Using the entries that follow, collect the lines where the word "mask" appears.

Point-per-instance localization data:
▼

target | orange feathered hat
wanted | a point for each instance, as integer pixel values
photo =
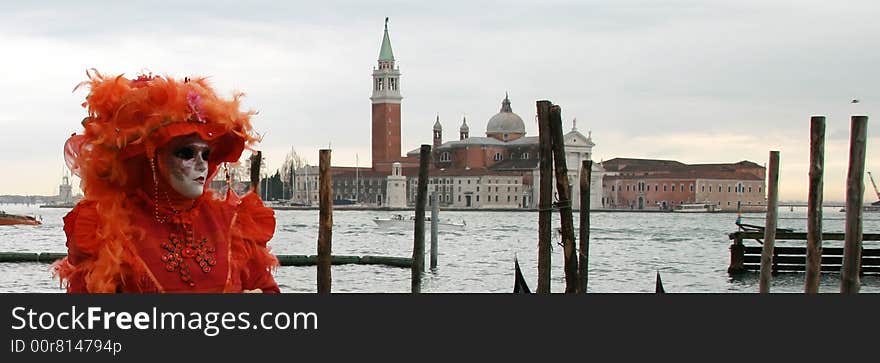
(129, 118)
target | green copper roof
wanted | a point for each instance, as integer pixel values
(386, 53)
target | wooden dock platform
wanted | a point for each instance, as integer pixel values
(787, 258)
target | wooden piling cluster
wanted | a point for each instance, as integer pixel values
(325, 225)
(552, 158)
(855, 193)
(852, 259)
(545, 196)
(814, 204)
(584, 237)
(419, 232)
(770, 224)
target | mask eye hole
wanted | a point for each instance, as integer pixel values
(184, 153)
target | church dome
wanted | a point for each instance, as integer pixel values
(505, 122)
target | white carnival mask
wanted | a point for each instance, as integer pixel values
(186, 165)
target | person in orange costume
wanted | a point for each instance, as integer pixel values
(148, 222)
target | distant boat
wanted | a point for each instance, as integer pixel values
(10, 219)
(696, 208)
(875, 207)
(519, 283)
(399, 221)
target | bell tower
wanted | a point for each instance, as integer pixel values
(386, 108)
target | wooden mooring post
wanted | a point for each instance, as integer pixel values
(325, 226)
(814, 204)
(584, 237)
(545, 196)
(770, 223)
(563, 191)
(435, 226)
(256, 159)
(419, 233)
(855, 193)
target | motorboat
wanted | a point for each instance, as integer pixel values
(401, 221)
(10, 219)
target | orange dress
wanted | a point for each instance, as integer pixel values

▲

Response area:
target | mask eye hole
target | white carnival mask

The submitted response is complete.